§ **Passage**:
* * * * * * *
Nobody's perfect.  We all know that.  And though most of the posts on this blog center around happy moments with my kids, there are definitely unhappy ones too.

I am not supermom.  And do not want to convey that at ALL through this blog.  I mean, would you all still read if I posted all the rough days and not happy ones?

Let me tell you about some of my days.  Some days, I don't make it out of my pjs.  I ride through the carpool line in fuzzy slippers, pjs, glasses, and makeup from the day before.  I have forgotten to sign report cards.  (Well ONE report card).  I have forgotten lunches and water bottles for my kids for school.  Sometimes dinner is STILL on the table the next morning.  Rarely, but it happens.  I forget to brush my kids teeth sometimes. (!yeah.true!) I forget to brush MY teeth sometimes. 

My kids bite.  Hit.  Yank things out of each other hands.  Lock each other out of rooms.  And hide each others toys.  And I'm guilty of raising my voice at them.  Some days there is a child crying all.day.long.  Or so it seems.

The other day, Landon threw an exercise ball at Lillian's head and it cut her eye.  There was discipline and tears. (And secretly I would have loved to have seen that happen - like how much air it got leaving her face)

They call each other names.  Lately it's "poo poo" and usually Lillian doing the name calling. 
 
I won't even tell you how long my sometimes bathrooms go without a GOOD scrub down.  Or how sometimes, I choose sleep or a couch break over laundry and mopping.  My sinks are rarely "toothpaste-glob" free.

 I promise...I can't and don't "do it all".
* * * * * * *
§ **Data section**:
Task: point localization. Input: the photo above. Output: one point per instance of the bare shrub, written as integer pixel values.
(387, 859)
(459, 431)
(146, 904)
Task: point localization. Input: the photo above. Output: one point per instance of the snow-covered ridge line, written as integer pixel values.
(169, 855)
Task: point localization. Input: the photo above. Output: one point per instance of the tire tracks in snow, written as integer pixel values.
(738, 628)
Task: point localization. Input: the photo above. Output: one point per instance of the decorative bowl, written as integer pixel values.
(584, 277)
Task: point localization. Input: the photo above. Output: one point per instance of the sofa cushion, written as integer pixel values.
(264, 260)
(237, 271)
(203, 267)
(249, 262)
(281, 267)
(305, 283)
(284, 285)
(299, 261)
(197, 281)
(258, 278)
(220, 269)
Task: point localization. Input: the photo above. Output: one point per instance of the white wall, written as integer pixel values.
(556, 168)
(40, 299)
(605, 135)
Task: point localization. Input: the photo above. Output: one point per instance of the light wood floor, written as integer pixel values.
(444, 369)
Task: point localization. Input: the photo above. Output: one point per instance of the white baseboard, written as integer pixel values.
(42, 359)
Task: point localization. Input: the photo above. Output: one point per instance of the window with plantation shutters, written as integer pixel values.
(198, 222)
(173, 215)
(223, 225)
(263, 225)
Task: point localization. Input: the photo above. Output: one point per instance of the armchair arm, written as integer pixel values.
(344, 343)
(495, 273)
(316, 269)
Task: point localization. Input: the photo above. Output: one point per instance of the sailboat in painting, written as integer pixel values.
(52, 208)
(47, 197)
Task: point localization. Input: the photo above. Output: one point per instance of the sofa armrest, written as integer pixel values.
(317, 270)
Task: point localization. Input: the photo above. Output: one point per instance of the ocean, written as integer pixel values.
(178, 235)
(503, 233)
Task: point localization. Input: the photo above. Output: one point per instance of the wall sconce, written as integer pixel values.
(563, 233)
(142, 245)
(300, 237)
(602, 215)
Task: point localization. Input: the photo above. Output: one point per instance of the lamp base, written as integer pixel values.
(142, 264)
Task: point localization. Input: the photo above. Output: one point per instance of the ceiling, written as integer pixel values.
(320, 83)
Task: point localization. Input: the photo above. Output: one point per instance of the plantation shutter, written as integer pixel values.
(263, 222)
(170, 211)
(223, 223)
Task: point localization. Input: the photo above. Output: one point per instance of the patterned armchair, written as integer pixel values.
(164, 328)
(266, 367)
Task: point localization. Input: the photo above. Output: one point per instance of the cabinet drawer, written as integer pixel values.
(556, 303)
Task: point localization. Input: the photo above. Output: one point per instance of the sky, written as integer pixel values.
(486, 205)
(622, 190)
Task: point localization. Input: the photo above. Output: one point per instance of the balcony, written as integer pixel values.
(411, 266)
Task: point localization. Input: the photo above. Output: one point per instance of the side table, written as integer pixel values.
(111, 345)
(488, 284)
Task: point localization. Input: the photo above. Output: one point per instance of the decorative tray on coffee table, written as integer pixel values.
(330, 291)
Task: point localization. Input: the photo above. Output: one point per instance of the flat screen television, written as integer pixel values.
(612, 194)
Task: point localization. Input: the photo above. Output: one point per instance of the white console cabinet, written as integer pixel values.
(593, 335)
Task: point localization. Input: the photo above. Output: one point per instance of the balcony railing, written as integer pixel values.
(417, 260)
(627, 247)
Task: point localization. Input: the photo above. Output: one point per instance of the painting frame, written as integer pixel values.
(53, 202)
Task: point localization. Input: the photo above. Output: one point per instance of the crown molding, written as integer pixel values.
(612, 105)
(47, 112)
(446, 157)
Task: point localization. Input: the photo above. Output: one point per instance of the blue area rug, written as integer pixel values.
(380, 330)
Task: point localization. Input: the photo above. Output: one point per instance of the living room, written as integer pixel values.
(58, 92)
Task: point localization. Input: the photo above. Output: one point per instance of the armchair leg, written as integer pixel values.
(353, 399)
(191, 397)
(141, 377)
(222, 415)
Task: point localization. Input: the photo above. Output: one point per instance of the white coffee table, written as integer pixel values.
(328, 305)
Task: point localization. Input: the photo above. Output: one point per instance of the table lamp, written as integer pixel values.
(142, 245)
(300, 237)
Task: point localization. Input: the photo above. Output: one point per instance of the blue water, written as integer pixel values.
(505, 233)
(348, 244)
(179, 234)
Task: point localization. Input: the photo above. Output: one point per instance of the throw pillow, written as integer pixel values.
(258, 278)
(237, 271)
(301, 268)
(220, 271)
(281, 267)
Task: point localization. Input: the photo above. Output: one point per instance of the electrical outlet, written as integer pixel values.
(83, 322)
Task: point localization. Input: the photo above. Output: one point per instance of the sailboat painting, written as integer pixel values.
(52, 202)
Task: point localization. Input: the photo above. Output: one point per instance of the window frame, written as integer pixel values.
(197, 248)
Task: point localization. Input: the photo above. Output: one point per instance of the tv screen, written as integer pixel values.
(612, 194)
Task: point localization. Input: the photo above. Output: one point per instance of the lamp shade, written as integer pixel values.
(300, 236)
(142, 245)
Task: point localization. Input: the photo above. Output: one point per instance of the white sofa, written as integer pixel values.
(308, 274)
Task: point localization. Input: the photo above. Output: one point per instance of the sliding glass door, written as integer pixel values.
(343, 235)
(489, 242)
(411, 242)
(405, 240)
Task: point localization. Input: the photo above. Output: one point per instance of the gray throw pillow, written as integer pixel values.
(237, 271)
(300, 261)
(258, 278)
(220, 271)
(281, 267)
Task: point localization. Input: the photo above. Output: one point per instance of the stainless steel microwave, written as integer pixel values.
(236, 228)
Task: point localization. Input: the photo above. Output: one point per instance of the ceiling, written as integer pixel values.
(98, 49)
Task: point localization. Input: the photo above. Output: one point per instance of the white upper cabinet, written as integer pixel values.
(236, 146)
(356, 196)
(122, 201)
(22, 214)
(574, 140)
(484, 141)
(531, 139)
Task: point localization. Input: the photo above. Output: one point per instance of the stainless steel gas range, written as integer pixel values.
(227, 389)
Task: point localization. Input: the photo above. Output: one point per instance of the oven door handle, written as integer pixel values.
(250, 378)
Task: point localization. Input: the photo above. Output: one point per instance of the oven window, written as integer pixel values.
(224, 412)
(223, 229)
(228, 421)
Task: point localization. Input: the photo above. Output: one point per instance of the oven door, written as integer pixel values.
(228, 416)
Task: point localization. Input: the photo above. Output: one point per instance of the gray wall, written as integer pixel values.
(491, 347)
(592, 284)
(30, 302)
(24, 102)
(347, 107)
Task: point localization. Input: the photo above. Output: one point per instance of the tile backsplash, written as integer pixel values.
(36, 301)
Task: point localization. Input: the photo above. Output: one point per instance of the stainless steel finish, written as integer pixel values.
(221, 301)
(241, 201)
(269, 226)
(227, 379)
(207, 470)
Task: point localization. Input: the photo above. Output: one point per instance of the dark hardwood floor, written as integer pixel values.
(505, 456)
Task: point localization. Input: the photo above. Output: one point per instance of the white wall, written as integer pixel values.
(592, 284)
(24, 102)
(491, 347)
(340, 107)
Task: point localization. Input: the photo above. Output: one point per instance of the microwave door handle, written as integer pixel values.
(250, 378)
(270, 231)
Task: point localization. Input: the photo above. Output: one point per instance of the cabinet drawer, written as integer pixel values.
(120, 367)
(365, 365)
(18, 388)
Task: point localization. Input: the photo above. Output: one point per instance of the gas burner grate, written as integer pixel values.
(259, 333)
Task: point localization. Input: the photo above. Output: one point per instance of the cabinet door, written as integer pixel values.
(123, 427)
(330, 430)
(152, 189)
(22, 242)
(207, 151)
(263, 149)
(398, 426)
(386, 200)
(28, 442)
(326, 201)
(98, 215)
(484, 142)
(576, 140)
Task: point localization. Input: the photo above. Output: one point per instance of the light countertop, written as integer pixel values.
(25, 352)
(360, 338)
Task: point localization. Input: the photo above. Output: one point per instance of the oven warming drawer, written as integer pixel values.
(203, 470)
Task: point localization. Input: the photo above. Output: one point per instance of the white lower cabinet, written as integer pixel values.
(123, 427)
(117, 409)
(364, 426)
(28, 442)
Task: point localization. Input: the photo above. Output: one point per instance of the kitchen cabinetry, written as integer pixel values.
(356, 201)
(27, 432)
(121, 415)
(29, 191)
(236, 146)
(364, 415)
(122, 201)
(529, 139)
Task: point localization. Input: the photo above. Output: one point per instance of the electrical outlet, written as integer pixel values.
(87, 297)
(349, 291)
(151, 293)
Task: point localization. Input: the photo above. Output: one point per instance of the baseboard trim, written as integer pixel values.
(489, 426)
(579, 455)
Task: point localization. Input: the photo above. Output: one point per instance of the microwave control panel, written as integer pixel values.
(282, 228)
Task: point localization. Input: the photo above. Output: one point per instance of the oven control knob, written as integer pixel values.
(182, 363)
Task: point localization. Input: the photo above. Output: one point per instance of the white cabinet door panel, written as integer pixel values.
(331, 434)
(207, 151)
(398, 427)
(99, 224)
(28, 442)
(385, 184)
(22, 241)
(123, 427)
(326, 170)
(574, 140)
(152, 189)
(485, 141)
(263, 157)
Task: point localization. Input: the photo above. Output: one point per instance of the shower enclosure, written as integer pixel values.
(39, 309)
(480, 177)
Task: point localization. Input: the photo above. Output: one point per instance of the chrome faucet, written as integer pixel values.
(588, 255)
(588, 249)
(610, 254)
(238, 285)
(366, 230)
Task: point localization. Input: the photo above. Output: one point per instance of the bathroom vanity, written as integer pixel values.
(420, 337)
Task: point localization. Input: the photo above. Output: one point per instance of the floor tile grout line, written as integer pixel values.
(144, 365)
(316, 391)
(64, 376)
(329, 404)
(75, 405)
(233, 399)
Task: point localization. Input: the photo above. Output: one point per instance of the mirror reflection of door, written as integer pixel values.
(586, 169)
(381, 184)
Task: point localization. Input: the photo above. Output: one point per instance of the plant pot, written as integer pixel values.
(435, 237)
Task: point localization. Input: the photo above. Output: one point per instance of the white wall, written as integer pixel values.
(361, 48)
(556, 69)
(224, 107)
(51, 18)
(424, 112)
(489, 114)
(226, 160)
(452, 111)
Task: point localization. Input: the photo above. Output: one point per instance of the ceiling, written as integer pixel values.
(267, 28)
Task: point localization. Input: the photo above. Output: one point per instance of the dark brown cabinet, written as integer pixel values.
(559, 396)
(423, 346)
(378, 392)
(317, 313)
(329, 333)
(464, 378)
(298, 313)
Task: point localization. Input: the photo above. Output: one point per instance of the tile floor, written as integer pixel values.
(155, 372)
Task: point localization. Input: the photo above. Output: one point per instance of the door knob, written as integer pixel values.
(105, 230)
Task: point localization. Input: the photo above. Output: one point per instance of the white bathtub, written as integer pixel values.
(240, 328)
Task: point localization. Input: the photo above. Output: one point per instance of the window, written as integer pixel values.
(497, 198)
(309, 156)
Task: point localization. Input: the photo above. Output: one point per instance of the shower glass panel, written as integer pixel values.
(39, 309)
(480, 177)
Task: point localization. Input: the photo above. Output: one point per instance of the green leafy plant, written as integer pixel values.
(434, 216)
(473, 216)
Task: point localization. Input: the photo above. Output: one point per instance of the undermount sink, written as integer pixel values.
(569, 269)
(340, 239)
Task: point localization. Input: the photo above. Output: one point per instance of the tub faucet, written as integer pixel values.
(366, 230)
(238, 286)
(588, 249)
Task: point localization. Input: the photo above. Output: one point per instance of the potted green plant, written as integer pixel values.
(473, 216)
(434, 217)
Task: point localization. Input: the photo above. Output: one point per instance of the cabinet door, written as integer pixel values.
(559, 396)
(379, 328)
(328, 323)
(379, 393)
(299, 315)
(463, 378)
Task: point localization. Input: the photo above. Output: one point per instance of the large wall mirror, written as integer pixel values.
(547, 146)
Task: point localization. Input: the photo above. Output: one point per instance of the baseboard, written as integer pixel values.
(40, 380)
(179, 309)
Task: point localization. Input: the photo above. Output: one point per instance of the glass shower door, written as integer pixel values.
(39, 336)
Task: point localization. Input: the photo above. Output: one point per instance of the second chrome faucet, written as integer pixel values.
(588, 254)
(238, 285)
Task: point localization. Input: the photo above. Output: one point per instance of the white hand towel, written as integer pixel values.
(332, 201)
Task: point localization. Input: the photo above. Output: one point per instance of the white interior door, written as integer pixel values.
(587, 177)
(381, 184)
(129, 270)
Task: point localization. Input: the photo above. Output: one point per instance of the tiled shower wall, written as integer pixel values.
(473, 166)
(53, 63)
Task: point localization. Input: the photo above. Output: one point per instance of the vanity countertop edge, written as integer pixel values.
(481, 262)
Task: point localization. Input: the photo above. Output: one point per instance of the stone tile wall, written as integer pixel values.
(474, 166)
* * * * * * *
§ **What you have to do**: Rewrite the stretch of the blog post from "Nobody's perfect.  We" through "MY teeth sometimes.", changing "fuzzy slippers" to "rain boots". The entries have no role here.

§ **Task solution**:
Nobody's perfect.  We all know that.  And though most of the posts on this blog center around happy moments with my kids, there are definitely unhappy ones too.

I am not supermom.  And do not want to convey that at ALL through this blog.  I mean, would you all still read if I posted all the rough days and not happy ones?

Let me tell you about some of my days.  Some days, I don't make it out of my pjs.  I ride through the carpool line in rain boots, pjs, glasses, and makeup from the day before.  I have forgotten to sign report cards.  (Well ONE report card).  I have forgotten lunches and water bottles for my kids for school.  Sometimes dinner is STILL on the table the next morning.  Rarely, but it happens.  I forget to brush my kids teeth sometimes. (!yeah.true!) I forget to brush MY teeth sometimes.